- **DIRECTION**
Please reproduce, word for word, the stretch of the items below from their very start through the line containing "xmin=766 ymin=386 xmax=793 ymax=429".

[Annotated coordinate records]
____________
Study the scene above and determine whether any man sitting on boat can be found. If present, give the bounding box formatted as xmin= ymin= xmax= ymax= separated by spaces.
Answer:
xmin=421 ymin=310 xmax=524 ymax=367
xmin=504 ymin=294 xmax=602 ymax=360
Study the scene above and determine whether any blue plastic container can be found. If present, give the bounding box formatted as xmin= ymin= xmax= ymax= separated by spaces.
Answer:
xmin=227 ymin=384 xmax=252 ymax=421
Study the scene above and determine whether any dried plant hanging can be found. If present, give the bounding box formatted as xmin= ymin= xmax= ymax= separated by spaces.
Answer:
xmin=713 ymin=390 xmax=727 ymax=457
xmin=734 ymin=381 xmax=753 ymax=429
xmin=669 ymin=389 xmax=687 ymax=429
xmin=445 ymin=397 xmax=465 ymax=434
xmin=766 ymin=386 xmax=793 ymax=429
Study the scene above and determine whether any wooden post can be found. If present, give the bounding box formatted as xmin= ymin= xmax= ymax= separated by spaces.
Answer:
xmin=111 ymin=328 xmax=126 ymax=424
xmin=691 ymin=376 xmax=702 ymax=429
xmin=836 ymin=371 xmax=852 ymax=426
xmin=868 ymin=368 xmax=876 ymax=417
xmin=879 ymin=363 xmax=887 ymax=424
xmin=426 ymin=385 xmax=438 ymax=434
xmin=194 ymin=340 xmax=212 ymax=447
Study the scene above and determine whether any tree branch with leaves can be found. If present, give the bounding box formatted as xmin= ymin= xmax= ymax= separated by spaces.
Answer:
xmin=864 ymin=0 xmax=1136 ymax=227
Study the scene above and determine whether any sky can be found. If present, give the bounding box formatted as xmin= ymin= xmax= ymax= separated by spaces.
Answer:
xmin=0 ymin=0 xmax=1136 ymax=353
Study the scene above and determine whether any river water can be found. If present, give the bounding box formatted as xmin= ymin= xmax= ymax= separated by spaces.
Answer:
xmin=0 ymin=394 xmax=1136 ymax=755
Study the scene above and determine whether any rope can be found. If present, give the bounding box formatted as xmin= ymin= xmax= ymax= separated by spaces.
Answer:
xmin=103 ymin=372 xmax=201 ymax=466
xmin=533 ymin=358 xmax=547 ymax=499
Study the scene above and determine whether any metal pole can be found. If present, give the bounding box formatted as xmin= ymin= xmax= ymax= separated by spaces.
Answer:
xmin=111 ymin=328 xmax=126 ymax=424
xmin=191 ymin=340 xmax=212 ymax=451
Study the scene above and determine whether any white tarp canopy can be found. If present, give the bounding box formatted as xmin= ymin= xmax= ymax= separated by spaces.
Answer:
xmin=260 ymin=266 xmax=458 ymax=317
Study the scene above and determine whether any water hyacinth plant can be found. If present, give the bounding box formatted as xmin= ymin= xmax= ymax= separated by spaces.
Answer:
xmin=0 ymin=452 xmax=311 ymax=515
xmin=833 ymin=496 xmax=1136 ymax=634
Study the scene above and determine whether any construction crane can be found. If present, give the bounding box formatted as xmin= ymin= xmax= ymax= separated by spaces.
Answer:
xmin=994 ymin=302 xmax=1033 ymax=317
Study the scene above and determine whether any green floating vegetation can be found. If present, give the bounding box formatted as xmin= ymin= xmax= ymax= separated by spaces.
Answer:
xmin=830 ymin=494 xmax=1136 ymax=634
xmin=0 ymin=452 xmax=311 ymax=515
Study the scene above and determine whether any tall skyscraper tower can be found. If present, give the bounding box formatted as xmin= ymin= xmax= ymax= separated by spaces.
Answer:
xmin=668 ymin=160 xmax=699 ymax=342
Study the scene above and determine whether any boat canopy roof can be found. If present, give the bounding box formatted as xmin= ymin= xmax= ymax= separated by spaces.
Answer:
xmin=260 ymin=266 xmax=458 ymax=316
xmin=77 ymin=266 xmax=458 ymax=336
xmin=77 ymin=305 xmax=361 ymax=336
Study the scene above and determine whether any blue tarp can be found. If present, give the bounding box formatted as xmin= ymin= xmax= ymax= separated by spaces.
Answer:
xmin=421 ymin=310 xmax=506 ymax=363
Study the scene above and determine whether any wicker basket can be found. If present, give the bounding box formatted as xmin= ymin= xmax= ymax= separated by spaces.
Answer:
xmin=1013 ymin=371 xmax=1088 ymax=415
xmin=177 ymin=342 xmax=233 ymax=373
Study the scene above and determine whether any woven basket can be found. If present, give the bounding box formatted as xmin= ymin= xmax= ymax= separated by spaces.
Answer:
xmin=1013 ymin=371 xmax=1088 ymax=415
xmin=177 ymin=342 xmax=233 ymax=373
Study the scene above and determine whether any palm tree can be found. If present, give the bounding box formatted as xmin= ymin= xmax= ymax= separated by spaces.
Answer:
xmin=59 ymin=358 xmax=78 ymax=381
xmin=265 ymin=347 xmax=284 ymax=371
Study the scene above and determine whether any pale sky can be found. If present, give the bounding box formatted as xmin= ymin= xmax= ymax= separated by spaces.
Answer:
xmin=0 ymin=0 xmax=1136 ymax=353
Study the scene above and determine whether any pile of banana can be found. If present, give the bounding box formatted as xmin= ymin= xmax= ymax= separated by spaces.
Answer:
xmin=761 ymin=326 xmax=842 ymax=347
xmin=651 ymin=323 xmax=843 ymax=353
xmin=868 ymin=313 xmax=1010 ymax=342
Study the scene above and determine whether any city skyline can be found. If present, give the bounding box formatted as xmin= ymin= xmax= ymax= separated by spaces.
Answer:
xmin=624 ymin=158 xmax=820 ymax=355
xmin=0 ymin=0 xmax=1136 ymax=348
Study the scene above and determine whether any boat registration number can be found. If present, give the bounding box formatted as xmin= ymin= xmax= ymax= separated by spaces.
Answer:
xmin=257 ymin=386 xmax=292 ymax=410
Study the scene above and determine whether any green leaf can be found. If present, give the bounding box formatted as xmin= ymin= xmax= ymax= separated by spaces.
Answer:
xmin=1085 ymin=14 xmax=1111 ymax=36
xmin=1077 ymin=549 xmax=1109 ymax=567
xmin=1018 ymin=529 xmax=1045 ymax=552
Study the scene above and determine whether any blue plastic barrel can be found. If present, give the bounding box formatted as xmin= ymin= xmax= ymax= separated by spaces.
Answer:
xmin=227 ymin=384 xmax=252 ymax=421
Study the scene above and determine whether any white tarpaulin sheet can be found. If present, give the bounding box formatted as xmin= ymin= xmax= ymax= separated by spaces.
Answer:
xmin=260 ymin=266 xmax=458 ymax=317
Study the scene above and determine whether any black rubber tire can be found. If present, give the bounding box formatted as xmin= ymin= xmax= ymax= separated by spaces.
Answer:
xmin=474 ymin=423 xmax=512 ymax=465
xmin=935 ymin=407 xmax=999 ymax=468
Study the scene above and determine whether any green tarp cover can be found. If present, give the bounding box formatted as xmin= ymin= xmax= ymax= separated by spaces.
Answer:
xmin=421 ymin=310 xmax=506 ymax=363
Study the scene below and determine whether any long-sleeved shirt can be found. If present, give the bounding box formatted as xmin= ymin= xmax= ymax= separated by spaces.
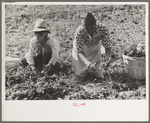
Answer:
xmin=25 ymin=35 xmax=60 ymax=65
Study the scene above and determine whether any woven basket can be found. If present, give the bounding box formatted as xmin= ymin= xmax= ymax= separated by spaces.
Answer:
xmin=122 ymin=55 xmax=146 ymax=80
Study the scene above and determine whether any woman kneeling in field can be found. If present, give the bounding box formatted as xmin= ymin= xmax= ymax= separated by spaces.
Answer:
xmin=20 ymin=19 xmax=60 ymax=72
xmin=72 ymin=13 xmax=111 ymax=78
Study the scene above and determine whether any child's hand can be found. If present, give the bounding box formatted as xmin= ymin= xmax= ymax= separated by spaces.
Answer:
xmin=87 ymin=63 xmax=95 ymax=69
xmin=41 ymin=63 xmax=53 ymax=73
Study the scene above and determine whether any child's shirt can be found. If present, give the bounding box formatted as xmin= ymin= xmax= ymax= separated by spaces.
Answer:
xmin=25 ymin=35 xmax=60 ymax=65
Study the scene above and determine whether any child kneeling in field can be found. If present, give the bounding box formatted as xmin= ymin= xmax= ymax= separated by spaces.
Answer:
xmin=20 ymin=19 xmax=61 ymax=72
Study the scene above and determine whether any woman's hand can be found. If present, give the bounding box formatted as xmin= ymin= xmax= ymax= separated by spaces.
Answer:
xmin=87 ymin=62 xmax=95 ymax=69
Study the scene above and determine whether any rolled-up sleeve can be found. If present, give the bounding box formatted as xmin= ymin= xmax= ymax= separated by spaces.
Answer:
xmin=48 ymin=37 xmax=60 ymax=65
xmin=100 ymin=25 xmax=110 ymax=48
xmin=25 ymin=40 xmax=36 ymax=65
xmin=75 ymin=27 xmax=84 ymax=53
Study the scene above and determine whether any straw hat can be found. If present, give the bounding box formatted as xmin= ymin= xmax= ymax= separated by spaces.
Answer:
xmin=82 ymin=12 xmax=96 ymax=27
xmin=33 ymin=19 xmax=50 ymax=32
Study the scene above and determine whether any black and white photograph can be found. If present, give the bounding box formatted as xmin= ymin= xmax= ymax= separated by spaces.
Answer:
xmin=2 ymin=2 xmax=149 ymax=121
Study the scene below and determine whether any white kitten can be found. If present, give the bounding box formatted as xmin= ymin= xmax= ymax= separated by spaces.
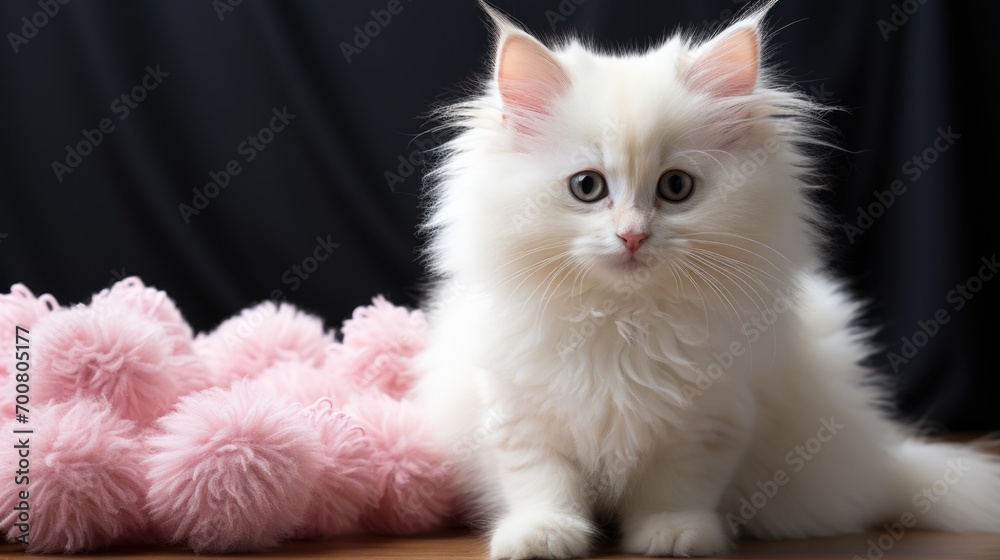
____________
- **WRITTEN SOLUTION**
Study the scene above and determine whether any man sitting on boat can be found. If present, give the bounding box formatted as xmin= ymin= xmax= ymax= separated by spaces.
Answer:
xmin=421 ymin=310 xmax=524 ymax=367
xmin=504 ymin=294 xmax=602 ymax=360
Study the scene above and determine whether any blue plastic container can be found. If present, give the bounding box formatted as xmin= ymin= xmax= ymax= separated by spaces.
Answer:
xmin=227 ymin=384 xmax=252 ymax=421
Study the scene above and determine whether any dried plant hanging can be found. If present, give the bounding box formatted as xmin= ymin= xmax= ymax= separated by spaces.
Answer:
xmin=713 ymin=390 xmax=727 ymax=457
xmin=734 ymin=381 xmax=753 ymax=429
xmin=669 ymin=389 xmax=687 ymax=429
xmin=445 ymin=397 xmax=465 ymax=434
xmin=766 ymin=386 xmax=793 ymax=429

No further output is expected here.